# STATED EXERCISE
Can you change "worth 5 marks" to "worth 8 points" in all the records below, keep everything else the same, and omit the pictures?

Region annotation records
══════════
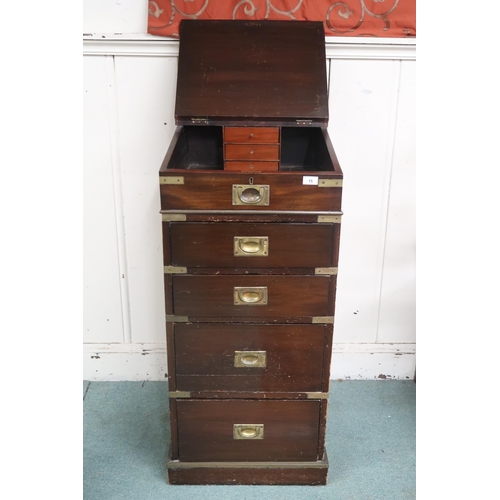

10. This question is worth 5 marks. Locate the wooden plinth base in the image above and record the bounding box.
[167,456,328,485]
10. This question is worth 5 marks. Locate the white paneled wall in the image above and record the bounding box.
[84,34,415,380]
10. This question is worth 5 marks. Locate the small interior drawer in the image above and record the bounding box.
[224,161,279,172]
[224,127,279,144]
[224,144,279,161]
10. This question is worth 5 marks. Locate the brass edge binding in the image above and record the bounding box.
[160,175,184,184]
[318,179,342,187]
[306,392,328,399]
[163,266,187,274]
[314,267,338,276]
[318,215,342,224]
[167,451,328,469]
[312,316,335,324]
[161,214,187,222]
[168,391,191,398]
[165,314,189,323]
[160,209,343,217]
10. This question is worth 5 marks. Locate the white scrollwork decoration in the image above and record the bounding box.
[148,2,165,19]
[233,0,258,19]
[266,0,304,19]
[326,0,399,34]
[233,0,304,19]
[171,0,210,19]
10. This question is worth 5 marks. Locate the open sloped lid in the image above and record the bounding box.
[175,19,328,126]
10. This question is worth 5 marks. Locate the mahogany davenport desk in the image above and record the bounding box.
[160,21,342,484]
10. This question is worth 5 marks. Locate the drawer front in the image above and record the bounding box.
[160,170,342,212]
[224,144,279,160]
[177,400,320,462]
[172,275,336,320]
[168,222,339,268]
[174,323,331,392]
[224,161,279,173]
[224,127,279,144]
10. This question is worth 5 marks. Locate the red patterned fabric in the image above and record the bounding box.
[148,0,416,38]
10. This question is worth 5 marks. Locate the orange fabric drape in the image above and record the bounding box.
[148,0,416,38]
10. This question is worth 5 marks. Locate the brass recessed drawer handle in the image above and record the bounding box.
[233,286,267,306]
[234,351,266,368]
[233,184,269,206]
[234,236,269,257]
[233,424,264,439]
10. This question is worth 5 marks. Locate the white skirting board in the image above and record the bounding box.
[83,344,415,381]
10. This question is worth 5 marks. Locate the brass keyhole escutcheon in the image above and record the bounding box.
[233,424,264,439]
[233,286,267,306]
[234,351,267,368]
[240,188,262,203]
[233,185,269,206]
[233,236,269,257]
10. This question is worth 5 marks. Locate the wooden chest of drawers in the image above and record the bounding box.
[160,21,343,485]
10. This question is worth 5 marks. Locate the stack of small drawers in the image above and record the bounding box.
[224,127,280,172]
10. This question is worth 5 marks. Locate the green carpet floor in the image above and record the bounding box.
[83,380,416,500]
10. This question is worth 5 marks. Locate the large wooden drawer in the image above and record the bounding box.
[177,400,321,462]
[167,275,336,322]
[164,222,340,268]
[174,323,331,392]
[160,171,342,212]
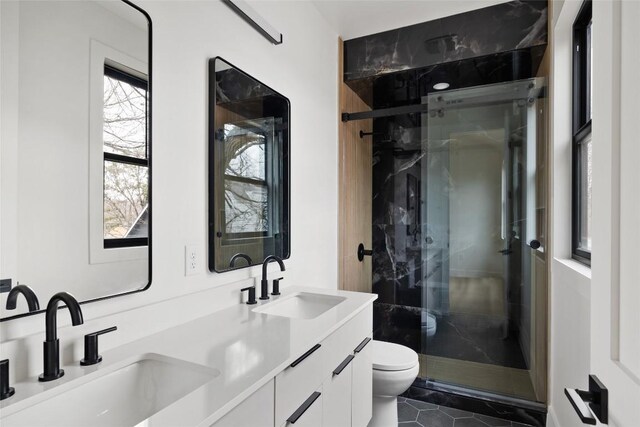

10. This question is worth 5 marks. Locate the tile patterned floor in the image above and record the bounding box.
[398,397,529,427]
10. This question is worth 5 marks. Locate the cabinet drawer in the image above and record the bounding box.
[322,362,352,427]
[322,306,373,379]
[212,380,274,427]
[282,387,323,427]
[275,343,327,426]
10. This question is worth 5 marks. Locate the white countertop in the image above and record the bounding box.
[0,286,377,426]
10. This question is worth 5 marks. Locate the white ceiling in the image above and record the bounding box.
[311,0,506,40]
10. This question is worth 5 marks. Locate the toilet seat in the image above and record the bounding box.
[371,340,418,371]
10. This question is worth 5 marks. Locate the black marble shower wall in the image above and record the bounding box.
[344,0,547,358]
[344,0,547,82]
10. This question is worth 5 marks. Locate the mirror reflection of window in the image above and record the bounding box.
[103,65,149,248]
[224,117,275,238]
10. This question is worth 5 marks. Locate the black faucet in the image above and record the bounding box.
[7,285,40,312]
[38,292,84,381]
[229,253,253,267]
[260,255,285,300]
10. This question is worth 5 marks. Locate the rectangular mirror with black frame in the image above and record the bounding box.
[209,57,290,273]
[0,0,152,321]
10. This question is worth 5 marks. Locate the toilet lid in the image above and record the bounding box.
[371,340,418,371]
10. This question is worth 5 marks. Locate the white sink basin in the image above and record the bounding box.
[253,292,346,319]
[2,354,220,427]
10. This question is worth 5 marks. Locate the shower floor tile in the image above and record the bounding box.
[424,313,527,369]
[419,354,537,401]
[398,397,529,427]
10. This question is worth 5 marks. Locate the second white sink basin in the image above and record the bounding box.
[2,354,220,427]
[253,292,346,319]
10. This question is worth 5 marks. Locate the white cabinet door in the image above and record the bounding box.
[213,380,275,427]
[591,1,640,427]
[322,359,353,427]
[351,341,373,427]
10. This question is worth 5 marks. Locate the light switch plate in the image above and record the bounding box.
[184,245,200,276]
══════════
# SOLUTION BELOW
10. This question is worth 8 points. Locate the wooden plinth base in the image above and record the bounding box.
[167,456,328,485]
10. This question is worth 8 points. Locate the white paneled wall in the image above and record the bounding box.
[84,34,415,380]
10. This question is worth 8 points. Locate the small interior drawer in the image above and record the bounding box.
[224,161,279,172]
[224,127,279,144]
[224,144,279,161]
10. This question is worth 8 points. Locate the brass edge binding in the image above and record the bounding box.
[160,175,184,184]
[318,179,342,187]
[306,392,328,399]
[163,266,187,274]
[314,267,338,276]
[318,215,342,224]
[167,451,328,469]
[312,316,335,324]
[161,214,187,222]
[168,391,191,398]
[165,314,189,323]
[160,209,343,217]
10. This question is worth 8 points. Locate the white scrollwork decoration in the image above and record the bounding box.
[148,2,165,19]
[233,0,258,19]
[266,0,304,19]
[326,0,399,34]
[233,0,304,19]
[171,0,210,19]
10. This question is worth 8 points. Locate the open sloped lid in the image above and record the bounding box.
[175,19,328,126]
10. This question is worth 8 points. Locate the mahogany davenport desk in the image above and record the bounding box.
[160,21,342,484]
10. This question is worth 8 points. Locate the drawer front in the image above and record the bounding box.
[160,170,342,212]
[224,144,279,160]
[177,400,320,462]
[172,275,336,320]
[168,222,339,268]
[174,323,331,392]
[224,161,279,173]
[224,127,279,144]
10. This question is worth 8 points. Locate the red patterned fabric in the image above and record the bounding box.
[148,0,416,38]
10. This question is worth 8 points. Locate the orange fabric drape in the image above and record the bounding box.
[148,0,416,38]
10. This question is worth 8 points. Locate the brass recessed drawer handle in the image above and record the bounding box.
[233,286,267,306]
[234,351,266,368]
[233,184,269,206]
[234,236,269,257]
[233,424,264,439]
10. This question is worth 8 points. Locate the white skirting board in the image above and record the bounding box.
[83,344,415,381]
10. This question is worth 8 points. Locate the brass keyhole escutcheon in the image above and record the bounding box.
[233,424,264,439]
[233,286,267,306]
[234,351,267,368]
[240,188,262,203]
[233,185,269,206]
[233,236,269,257]
10. This question is worth 8 points. Locate the wooden chest of drawers in the image above and record the bounding box.
[160,21,343,485]
10. This question is worth 8 points. Locate the stack of small drawers in the image above and record the bounding box.
[224,127,280,172]
10. This question is worth 8 points. Locate the green carpet floor in the image above and record the bounding box.
[83,380,416,500]
10. This question is worth 8 points. Locate the large wooden drawer in the image above and record the bounding box.
[177,400,321,462]
[167,275,336,322]
[164,222,340,268]
[174,323,331,392]
[160,171,342,212]

10. This question is worth 8 points. Locate the tile patterned floor in the image above and record the bounding box.
[398,397,529,427]
10. This question is worth 8 points. Locate the cabinet drawer in the image above and record the bounding box.
[322,362,352,427]
[322,306,373,379]
[212,380,274,427]
[282,387,323,427]
[275,343,327,426]
10. This question is worth 8 points. Locate the white countertop in the image above and record the bounding box.
[0,286,377,426]
10. This question is worth 8 points. Locate the white ceiling in the image above and record the bounding box.
[311,0,506,40]
10. This question is worth 8 points. Locate the toilet seat in the image above and record the bounding box.
[371,340,418,371]
10. This question is worth 8 points. Locate the black marble shower wall in the image above and record the bounding box.
[344,0,547,358]
[344,0,547,82]
10. This question is worth 8 points. Locate the mirror reflection of window in the image above and record the bounding box.
[103,65,149,248]
[224,117,275,238]
10. This question is worth 8 points. Locate the black faucet in the image above and record the bounding box.
[7,285,40,312]
[38,292,84,381]
[229,253,253,267]
[260,255,285,300]
10. This question is worth 8 points. Locate the rectangular mirror with black frame in the image above and record the bounding box.
[209,57,290,273]
[0,0,152,321]
10. This question is worth 8 points. Locate the toilet lid in the image above and record the bounding box.
[371,340,418,371]
10. This question is worth 8 points. Locate the white sink basin in the image above and record the bounding box.
[253,292,346,319]
[2,354,220,427]
10. This question is worth 8 points. Locate the shower floor tile in the image above and record the bounding box.
[424,313,527,369]
[419,354,537,401]
[398,397,529,427]
10. This question is worth 8 points. Locate the second white sink basin in the image above and record the bounding box.
[2,354,220,427]
[253,292,346,319]
10. This question is worth 8 points. Locate the white cabinet door in the image above and record the bounding box.
[213,380,275,427]
[591,1,640,427]
[322,359,353,427]
[351,341,373,427]
10. This question is worth 8 points. Locate the light switch plate in the image above and record the bounding box.
[184,245,200,276]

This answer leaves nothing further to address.